◆ Görev tanımı: Yapay zeka konulu metin bloğunu iki cümlede özetleyin.

◆ Metin bloğu:
USD

-
-%

EUR

-
-%

GBP

-
-%

ALTIN GR

-
-%

BIST 100

-
-%
Burak Dağlıoğlu

YAZARLAR

1.01.2025 11:51:00

TÜRKİYE YÜZYILI, YATIRIMIN YÜZYILI, YAPAY ZEKA YÜZYILI

İnsanlık tarihi boyunca teknolojik devrimler, ekonomileri dönüştürmekle kalmadı, toplumların geleceğini de yeniden inşa etti. Bugün ise bu devrimlerin en güçlüsü olan yapay zeka (AI), sadece bir teknoloji değil, üretimden hizmet sektörüne, sağlıktan finansal sistemlere kadar her alanda önümüze koyduğu fırsatlarla ve risklerle dönüşüm yaratan dijital bir ekosistem olarak karşımızda duruyor. Yapay zeka, sanayi devriminin yerleşik iş yapış biçimlerine karşı geliştirdiği meydan okumalarla; daha hızlı, verimli ve akıllı bir dünya yaratmanın anahtarı haline geliyor. Küresel ekonomiye olan etkisi göz ardı edilemez seviyelere ulaştı bile... Yapay zeka yatırımlarının 2030 yılına kadar dünya ekonomisine 15.7 trilyon dolar katkı sağlaması bekleniyor.

◆ Kaynak materyal:
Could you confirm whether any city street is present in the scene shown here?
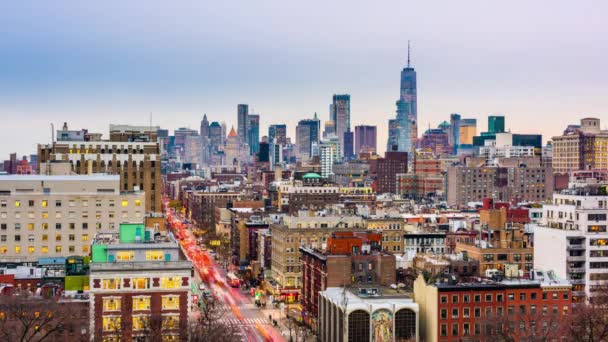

◆ Nihai sonuç: Teknolojik devrimlerin bugün en güçlüsü olan yapay zeka, üretimden hizmet sektörüne, sağlıktan finansal sistemlere kadar her alanda fırsatlar ve riskler getiren dijital bir ekosistemdir ve daha hızlı, verimli ve akıllı bir dünya yaratmanın anahtarı haline gelmektedir. Küresel ekonomiye etkisi göz ardı edilemez seviyelere ulaşmıştır; yapay zeka yatırımlarının 2030 yılına kadar dünya ekonomisine 15.7 trilyon dolar katkı sağlaması beklenmektedir.